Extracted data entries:
⟨

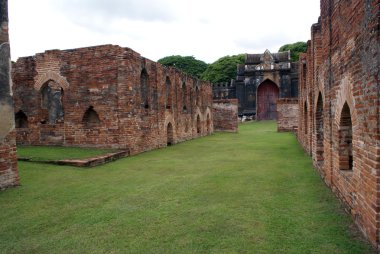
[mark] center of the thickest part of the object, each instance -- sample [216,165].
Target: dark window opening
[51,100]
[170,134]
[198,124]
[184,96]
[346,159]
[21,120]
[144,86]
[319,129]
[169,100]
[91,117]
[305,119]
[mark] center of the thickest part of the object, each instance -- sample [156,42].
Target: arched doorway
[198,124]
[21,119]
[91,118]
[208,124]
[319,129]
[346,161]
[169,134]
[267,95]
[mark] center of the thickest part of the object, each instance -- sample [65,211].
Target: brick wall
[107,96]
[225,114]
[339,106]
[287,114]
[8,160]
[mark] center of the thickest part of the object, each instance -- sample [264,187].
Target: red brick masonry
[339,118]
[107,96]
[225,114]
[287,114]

⟩
⟨

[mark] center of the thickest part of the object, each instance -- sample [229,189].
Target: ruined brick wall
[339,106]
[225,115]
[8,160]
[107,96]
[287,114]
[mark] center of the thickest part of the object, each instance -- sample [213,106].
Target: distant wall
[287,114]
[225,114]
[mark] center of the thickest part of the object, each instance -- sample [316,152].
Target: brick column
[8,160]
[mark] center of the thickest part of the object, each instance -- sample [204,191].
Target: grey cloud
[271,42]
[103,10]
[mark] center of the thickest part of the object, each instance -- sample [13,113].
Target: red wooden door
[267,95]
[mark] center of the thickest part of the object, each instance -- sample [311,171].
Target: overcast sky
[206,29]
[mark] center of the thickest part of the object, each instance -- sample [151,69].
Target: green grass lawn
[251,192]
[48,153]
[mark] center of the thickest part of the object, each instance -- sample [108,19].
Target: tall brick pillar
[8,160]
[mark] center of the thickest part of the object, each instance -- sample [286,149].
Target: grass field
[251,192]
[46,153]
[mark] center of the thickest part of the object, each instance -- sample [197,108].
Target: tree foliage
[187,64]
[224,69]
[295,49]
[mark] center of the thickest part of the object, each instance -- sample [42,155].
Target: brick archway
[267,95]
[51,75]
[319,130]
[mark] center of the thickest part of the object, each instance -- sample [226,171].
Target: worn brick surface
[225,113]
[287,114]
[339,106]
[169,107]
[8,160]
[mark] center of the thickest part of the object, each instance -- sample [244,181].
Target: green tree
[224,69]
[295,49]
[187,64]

⟩

Task description:
Please return each line of the records above that contains the string "green". Case counts.

Worked answer:
Target: green grass lawn
Target: green tree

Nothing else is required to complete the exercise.